Start of EXTRACTED ENTRIES
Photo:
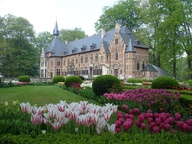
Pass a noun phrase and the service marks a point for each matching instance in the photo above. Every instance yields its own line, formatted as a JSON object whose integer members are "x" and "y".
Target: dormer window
{"x": 74, "y": 50}
{"x": 83, "y": 48}
{"x": 93, "y": 46}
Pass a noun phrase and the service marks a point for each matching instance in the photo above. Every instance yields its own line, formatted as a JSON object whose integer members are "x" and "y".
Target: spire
{"x": 56, "y": 31}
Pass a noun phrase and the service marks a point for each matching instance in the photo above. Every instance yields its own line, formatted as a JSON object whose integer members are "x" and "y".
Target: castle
{"x": 117, "y": 52}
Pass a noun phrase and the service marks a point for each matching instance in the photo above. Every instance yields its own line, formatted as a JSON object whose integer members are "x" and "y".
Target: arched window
{"x": 138, "y": 65}
{"x": 116, "y": 55}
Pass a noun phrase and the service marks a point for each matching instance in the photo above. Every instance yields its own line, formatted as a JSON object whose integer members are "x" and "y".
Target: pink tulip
{"x": 177, "y": 116}
{"x": 136, "y": 111}
{"x": 56, "y": 125}
{"x": 156, "y": 129}
{"x": 117, "y": 130}
{"x": 124, "y": 107}
{"x": 158, "y": 121}
{"x": 131, "y": 111}
{"x": 167, "y": 127}
{"x": 138, "y": 123}
{"x": 143, "y": 126}
{"x": 141, "y": 118}
{"x": 36, "y": 119}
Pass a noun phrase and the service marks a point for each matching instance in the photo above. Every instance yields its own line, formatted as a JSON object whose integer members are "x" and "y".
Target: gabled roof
{"x": 152, "y": 68}
{"x": 91, "y": 43}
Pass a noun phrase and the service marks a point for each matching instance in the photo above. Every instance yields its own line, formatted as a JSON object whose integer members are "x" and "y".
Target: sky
{"x": 69, "y": 14}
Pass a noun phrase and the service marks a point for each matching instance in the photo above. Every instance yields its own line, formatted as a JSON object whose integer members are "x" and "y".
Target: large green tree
{"x": 126, "y": 12}
{"x": 18, "y": 55}
{"x": 71, "y": 34}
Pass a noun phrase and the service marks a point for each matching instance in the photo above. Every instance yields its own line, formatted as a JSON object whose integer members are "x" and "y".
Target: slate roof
{"x": 91, "y": 43}
{"x": 152, "y": 68}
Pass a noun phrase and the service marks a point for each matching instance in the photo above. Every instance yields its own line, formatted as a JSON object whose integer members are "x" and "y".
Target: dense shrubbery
{"x": 123, "y": 138}
{"x": 136, "y": 80}
{"x": 70, "y": 80}
{"x": 24, "y": 79}
{"x": 164, "y": 82}
{"x": 104, "y": 83}
{"x": 82, "y": 78}
{"x": 58, "y": 78}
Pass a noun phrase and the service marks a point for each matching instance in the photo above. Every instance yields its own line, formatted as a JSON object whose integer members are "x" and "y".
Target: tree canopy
{"x": 18, "y": 55}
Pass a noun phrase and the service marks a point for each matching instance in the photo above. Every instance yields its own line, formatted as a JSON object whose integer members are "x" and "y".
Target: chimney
{"x": 102, "y": 33}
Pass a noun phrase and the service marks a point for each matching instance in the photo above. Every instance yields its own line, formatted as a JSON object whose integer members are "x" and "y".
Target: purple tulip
{"x": 143, "y": 126}
{"x": 177, "y": 116}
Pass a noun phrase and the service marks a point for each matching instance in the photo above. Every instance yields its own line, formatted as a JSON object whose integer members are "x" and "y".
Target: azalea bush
{"x": 155, "y": 99}
{"x": 152, "y": 122}
{"x": 75, "y": 117}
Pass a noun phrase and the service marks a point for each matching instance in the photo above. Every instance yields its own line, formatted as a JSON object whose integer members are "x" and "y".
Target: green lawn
{"x": 40, "y": 95}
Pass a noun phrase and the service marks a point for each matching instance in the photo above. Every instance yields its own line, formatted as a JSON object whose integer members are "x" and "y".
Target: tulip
{"x": 136, "y": 111}
{"x": 177, "y": 116}
{"x": 143, "y": 126}
{"x": 124, "y": 107}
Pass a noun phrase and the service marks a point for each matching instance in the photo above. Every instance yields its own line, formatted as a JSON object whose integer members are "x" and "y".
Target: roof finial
{"x": 56, "y": 31}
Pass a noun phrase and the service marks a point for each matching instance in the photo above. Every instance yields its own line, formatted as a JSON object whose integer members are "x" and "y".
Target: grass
{"x": 40, "y": 95}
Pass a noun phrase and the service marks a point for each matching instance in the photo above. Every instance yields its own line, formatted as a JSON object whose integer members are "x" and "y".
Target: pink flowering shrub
{"x": 155, "y": 99}
{"x": 154, "y": 122}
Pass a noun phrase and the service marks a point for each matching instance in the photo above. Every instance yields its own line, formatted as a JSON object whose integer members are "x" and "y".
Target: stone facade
{"x": 117, "y": 52}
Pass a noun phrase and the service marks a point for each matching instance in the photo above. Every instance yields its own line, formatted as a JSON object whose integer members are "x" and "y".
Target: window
{"x": 96, "y": 57}
{"x": 91, "y": 58}
{"x": 51, "y": 63}
{"x": 58, "y": 72}
{"x": 143, "y": 65}
{"x": 81, "y": 59}
{"x": 137, "y": 65}
{"x": 116, "y": 55}
{"x": 116, "y": 41}
{"x": 64, "y": 62}
{"x": 58, "y": 63}
{"x": 86, "y": 59}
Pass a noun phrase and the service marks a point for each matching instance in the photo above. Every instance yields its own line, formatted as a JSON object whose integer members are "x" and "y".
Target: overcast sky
{"x": 70, "y": 14}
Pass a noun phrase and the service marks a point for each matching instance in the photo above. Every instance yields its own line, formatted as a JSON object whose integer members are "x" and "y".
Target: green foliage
{"x": 71, "y": 35}
{"x": 24, "y": 79}
{"x": 190, "y": 82}
{"x": 105, "y": 138}
{"x": 136, "y": 80}
{"x": 164, "y": 82}
{"x": 72, "y": 79}
{"x": 58, "y": 78}
{"x": 82, "y": 78}
{"x": 18, "y": 55}
{"x": 102, "y": 84}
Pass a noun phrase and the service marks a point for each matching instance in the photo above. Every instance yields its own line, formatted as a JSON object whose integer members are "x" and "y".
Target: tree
{"x": 125, "y": 12}
{"x": 71, "y": 35}
{"x": 18, "y": 55}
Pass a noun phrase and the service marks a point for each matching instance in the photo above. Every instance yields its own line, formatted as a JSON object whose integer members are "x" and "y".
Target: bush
{"x": 82, "y": 78}
{"x": 58, "y": 78}
{"x": 71, "y": 80}
{"x": 190, "y": 82}
{"x": 136, "y": 80}
{"x": 104, "y": 83}
{"x": 24, "y": 79}
{"x": 164, "y": 82}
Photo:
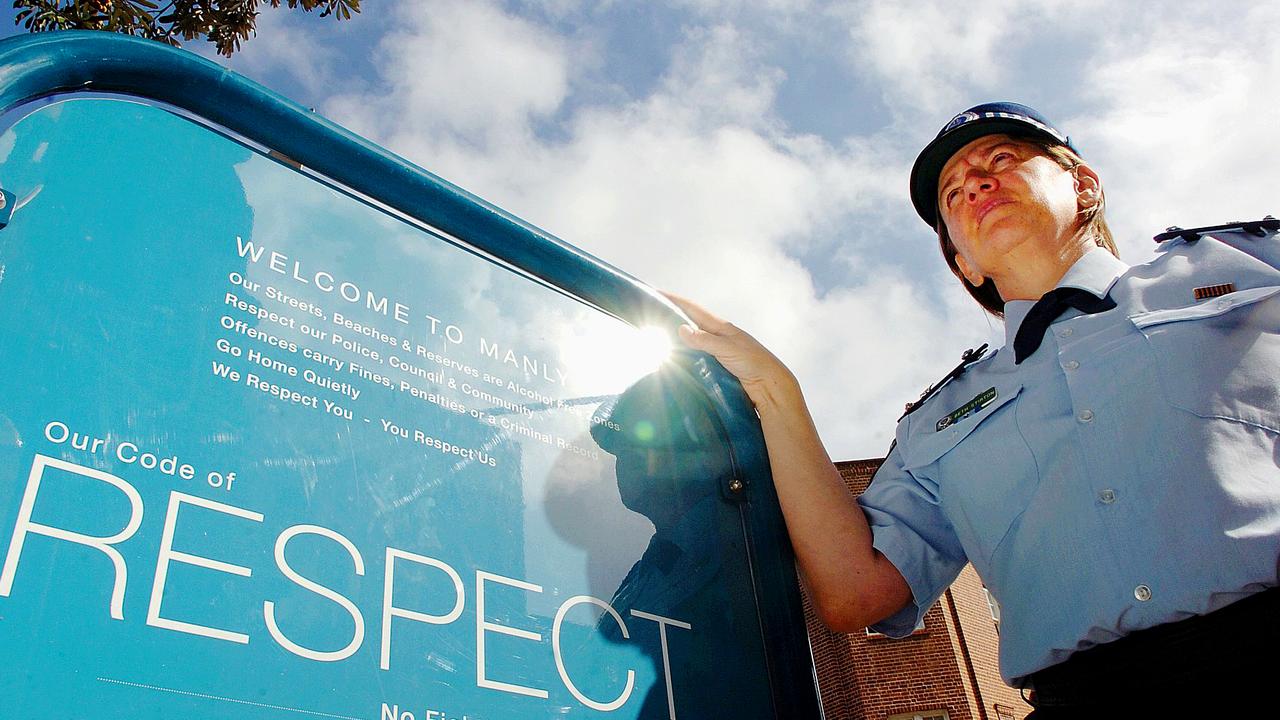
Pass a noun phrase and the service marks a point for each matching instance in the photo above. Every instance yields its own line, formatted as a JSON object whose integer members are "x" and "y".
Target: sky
End of EXTRACTED ENTRIES
** DIRECTIONS **
Retype the whole listing above exactly as written. Skip the pictures.

** OUTPUT BELOW **
Photo:
Pass a noun phrase and the service marks a point for each matching instance in the photo above. Every instance yields its own line, formatted as a JSON object whose integer members are "x" and "y".
Target: dormer window
{"x": 74, "y": 50}
{"x": 83, "y": 48}
{"x": 93, "y": 46}
Pass a noun phrase and the service marks a point for each matching instance in the photo above. Every instance yields its own line, formatted as a JSON object whose integer members are "x" and "y".
Target: spire
{"x": 56, "y": 31}
Pass a noun phrase and the service marks a point for each matching instance in the photo above. Every instance yields its own line, formatted as a JSON object whose integer members are "x" and "y".
Target: castle
{"x": 117, "y": 52}
Pass a noun phrase and the service marks a point for each matching instance in the photo above. Every instance yields its own line, formatted as a JSON object whose integer members are "x" and "y".
Target: arched window
{"x": 138, "y": 65}
{"x": 116, "y": 55}
Pass a noun phrase and the service marks a point for each matching instance in the photo above. Every instance yields its own line, formatted as a JSON object whose integer members are "x" and "y".
Target: pink tulip
{"x": 177, "y": 116}
{"x": 136, "y": 111}
{"x": 56, "y": 125}
{"x": 156, "y": 129}
{"x": 117, "y": 130}
{"x": 124, "y": 107}
{"x": 158, "y": 121}
{"x": 131, "y": 111}
{"x": 167, "y": 127}
{"x": 138, "y": 123}
{"x": 143, "y": 126}
{"x": 141, "y": 118}
{"x": 36, "y": 119}
Pass a noun phrase and the service marks a point for each matching instance in the photo above. Every instance yields its own line, formatted as a JSON object whose integer members are "x" and "y".
Target: gabled roof
{"x": 152, "y": 68}
{"x": 91, "y": 43}
Pass a noun phrase and the service marks a point for each matching instance in the photo above. Every instance yields its own line, formatted as a JSON object whose integer members are "x" and "y".
Target: sky
{"x": 69, "y": 14}
Pass a noun phrase and the service marks a point for each matching instance in the photo above. Every instance yields its own line, formatted as a JSON object whose integer members are "x" and "y".
Target: large green tree
{"x": 126, "y": 12}
{"x": 18, "y": 55}
{"x": 71, "y": 34}
Pass a noun phrase and the service marks a point for each matching instance in the photo above. Every instance yields its own line, formatted as a JSON object whose integer members are "x" and "y".
Target: slate roof
{"x": 91, "y": 43}
{"x": 152, "y": 68}
Pass a noun phrase and the service marks a point for each matching instance in the photo above. Every instance yields its own line, formatted as a JSON object whose integer members are "x" and "y".
Target: dense shrubbery
{"x": 123, "y": 138}
{"x": 136, "y": 80}
{"x": 70, "y": 80}
{"x": 24, "y": 79}
{"x": 164, "y": 82}
{"x": 104, "y": 83}
{"x": 82, "y": 78}
{"x": 58, "y": 78}
Pass a noun phrase and the service marks a point for each matching instance in the photo above. Every instance yields its own line, formatted as a JSON object whose integer members are "x" and "y".
Target: tree canopy
{"x": 18, "y": 55}
Pass a noun phrase and the service marks a point for each matching instance in the photo above. Every instance yields its own line, formatted as a JSON object whose integer members are "x" and "y".
Target: chimney
{"x": 102, "y": 33}
Pass a noun phrase and the service marks a point for each matching instance in the photo above. Every instance yields its own line, formatted as a JSON object whose integer members are "x" and "y".
Target: purple tulip
{"x": 143, "y": 126}
{"x": 177, "y": 116}
Pass a noun phrase and the service marks a point for each matching instance in the photo above. Every instance yields its own line, formatted as a JSON object whose integer members are "x" and "y".
Target: azalea bush
{"x": 155, "y": 99}
{"x": 152, "y": 122}
{"x": 75, "y": 117}
Pass a noun phrase and the service marks a point for each matching instance in the photo above. Every instance yields its own line, formatted as a JSON object whose integer members are "x" and "y".
Target: green lawn
{"x": 40, "y": 95}
Pass a noun phrase and the service marks a point for each matching instance in the photo above. Every instance yields its own line, formatted as a JSON object whose integer members are "x" and "y".
Target: tulip
{"x": 136, "y": 111}
{"x": 177, "y": 116}
{"x": 143, "y": 126}
{"x": 124, "y": 107}
Pass a noun phrase and the service marks a point for each matching instance in the photo above. Every instance yields its own line, formatted as a JSON object whose integer members are "x" and "y".
Target: roof finial
{"x": 56, "y": 31}
Pass a noun phrase and the service marks a point for each matching instance in the photo above. Every instance yields its own line, formatted as a JSON object whose integer members are "x" and "y".
Target: grass
{"x": 40, "y": 95}
Pass a noun phrase and the service marks a point for each matching instance in the photo above. Every instance yields its own line, formatted as a JSON object whose integer members are "x" and "y".
Target: pink flowering shrub
{"x": 155, "y": 99}
{"x": 154, "y": 122}
Pass a noun phrase and the service marks a point for each matching instance in the photo above. Every instance yields its own line, formatted as a JSON object whose integer members are "x" and "y".
Target: stone facade
{"x": 117, "y": 52}
Pass a noun phrase and the service marks a point for each matching instance in the photo above. Every instance yields its own line, formatted as a JSON object whose integer members are "x" and "y".
Target: window
{"x": 96, "y": 57}
{"x": 91, "y": 58}
{"x": 51, "y": 63}
{"x": 58, "y": 72}
{"x": 143, "y": 65}
{"x": 81, "y": 59}
{"x": 137, "y": 65}
{"x": 116, "y": 55}
{"x": 116, "y": 41}
{"x": 64, "y": 62}
{"x": 58, "y": 63}
{"x": 86, "y": 59}
Pass a noun phrase and the service marks a point for each matching instance in the photo above. Every instance yields its own line, formatted as a JSON object whose integer members are "x" and "y".
Target: overcast sky
{"x": 70, "y": 14}
Pass a noun phrase and the service marks a point for each matching instance in the photo above. Every instance yields its own line, formatted as a JSON object whose integer members are "x" and "y".
Target: green foliage
{"x": 71, "y": 35}
{"x": 24, "y": 79}
{"x": 190, "y": 82}
{"x": 105, "y": 138}
{"x": 136, "y": 80}
{"x": 164, "y": 82}
{"x": 72, "y": 79}
{"x": 58, "y": 78}
{"x": 82, "y": 78}
{"x": 18, "y": 55}
{"x": 102, "y": 84}
Pass a noun phrase and the service marks a point for each matching instance in the photo above. Every instance yields its own line, formatted as a JSON object whose integer members are "x" and "y".
Target: tree
{"x": 125, "y": 12}
{"x": 71, "y": 35}
{"x": 18, "y": 55}
Pass a noun phrase and the service marks a point for each matching instance in the photo above. Every instance yields its own line, formatted as a JSON object whose integer members are "x" and "y".
Target: bush
{"x": 82, "y": 78}
{"x": 58, "y": 78}
{"x": 71, "y": 80}
{"x": 190, "y": 82}
{"x": 136, "y": 80}
{"x": 104, "y": 83}
{"x": 24, "y": 79}
{"x": 164, "y": 82}
Photo:
Pass a noun phrase and the service marks a point for each matching instance in the photo above. Every instance yields its own line, formatted as a JSON object whose integer members are "x" and "y".
Target: sky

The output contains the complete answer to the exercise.